Records for this exercise:
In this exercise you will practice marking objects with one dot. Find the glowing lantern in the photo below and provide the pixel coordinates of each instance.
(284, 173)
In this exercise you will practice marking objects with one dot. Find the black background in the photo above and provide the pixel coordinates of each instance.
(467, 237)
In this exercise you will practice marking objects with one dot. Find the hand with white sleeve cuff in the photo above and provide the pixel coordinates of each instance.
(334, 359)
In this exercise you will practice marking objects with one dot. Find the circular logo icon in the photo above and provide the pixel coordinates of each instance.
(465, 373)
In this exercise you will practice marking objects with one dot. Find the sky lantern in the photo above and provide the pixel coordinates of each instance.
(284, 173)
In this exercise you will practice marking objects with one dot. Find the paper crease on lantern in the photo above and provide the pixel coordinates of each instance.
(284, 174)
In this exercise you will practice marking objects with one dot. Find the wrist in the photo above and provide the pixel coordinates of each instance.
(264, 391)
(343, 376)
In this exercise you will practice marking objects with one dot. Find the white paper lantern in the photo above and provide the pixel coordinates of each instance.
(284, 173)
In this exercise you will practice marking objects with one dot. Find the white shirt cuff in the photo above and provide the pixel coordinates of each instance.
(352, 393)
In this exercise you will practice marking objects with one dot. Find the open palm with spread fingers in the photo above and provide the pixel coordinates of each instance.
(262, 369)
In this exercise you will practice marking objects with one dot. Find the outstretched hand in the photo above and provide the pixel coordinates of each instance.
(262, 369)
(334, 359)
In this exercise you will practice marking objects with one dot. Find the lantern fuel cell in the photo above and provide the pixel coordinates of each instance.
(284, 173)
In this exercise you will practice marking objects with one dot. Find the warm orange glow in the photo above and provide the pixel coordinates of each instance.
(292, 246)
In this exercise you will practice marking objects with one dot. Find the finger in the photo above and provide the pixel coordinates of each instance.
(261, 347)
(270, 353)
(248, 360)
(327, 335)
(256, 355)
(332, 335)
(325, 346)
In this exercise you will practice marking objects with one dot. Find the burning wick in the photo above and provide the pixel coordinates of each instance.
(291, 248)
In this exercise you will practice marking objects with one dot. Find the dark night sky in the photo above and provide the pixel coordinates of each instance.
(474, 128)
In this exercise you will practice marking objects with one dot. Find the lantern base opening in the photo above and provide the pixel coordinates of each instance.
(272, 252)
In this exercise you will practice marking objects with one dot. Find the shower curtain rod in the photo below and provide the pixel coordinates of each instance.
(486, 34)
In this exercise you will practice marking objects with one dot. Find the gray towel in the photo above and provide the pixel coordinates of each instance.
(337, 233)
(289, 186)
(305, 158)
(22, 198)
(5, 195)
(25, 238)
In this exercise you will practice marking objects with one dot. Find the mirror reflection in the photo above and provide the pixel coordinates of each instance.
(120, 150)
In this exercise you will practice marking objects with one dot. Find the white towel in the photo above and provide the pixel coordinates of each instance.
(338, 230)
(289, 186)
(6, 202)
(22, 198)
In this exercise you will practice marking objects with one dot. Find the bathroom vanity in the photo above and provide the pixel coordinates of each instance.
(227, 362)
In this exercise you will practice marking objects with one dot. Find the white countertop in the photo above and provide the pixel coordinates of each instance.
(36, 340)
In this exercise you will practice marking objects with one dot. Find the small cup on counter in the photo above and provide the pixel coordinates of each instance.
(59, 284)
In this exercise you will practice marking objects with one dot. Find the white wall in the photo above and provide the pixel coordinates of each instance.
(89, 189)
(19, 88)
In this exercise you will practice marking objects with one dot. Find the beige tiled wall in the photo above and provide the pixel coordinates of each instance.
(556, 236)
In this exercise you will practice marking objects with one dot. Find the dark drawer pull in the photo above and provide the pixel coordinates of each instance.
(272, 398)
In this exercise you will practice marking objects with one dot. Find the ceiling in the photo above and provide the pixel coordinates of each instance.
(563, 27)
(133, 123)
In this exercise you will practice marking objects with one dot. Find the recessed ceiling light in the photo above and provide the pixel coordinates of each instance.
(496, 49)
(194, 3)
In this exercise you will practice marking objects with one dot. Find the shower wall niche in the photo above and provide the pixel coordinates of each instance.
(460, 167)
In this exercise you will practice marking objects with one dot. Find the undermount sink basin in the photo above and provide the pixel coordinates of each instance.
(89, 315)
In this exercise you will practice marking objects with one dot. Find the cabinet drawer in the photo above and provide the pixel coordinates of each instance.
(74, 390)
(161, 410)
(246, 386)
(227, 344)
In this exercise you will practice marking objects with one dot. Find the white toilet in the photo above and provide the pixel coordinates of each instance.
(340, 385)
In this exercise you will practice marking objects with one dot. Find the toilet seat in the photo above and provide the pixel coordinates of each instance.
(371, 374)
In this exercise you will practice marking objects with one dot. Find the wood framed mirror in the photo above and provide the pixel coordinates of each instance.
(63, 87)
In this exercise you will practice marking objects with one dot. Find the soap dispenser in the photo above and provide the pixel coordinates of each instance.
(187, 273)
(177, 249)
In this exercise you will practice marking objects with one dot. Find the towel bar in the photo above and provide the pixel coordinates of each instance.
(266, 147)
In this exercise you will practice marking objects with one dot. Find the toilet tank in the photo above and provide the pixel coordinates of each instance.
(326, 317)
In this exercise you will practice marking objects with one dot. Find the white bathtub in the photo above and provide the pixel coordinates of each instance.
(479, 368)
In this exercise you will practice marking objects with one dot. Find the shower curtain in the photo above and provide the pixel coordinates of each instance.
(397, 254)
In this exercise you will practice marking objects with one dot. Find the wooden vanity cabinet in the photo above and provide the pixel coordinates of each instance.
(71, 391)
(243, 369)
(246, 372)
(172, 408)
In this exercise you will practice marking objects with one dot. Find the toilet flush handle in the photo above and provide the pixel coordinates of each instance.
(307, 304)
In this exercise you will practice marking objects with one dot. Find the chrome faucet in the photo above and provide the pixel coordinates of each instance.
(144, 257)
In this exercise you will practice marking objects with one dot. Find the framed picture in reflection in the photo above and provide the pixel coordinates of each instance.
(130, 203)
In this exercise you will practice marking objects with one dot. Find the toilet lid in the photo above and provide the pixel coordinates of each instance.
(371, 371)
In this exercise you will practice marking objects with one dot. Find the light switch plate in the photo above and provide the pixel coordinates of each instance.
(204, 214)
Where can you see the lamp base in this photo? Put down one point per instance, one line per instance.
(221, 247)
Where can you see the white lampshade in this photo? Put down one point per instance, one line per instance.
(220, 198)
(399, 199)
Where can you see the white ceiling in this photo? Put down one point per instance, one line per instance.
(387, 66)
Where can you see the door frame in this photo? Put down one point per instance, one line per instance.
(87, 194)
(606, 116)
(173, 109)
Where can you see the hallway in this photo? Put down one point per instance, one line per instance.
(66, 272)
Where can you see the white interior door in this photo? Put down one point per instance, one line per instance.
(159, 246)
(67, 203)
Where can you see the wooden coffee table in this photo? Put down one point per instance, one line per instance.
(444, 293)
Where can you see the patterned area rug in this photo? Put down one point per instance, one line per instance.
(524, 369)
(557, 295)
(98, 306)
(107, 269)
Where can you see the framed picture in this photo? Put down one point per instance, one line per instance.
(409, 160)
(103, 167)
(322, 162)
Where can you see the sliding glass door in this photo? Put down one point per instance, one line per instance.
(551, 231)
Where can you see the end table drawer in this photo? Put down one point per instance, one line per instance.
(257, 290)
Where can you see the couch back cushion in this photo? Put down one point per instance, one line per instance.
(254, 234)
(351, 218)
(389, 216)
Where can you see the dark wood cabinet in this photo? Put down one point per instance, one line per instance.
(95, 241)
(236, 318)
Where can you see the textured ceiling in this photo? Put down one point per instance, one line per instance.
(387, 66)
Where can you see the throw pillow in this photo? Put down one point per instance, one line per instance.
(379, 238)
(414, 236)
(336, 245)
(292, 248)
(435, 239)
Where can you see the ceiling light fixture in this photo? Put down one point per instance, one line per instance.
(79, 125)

Your assignment:
Your answer should hold exactly the lines from the one containing "Where can you see the dark" through the end of the entries above, and nothing else.

Response for this exercise:
Where can you see the dark wood cabinet in this photo? Put down one point per instance, one line per instance.
(95, 241)
(236, 318)
Where can you see the textured ceiling in this photo? Put down one point per instance, one line per instance.
(387, 66)
Where can you see the throw pillow in this photo? Put down one point per instance, one line per instance.
(379, 238)
(414, 236)
(336, 245)
(292, 248)
(435, 239)
Where can you see the ceiling light fixture in this photo? Put down one point per instance, one line per instance.
(79, 125)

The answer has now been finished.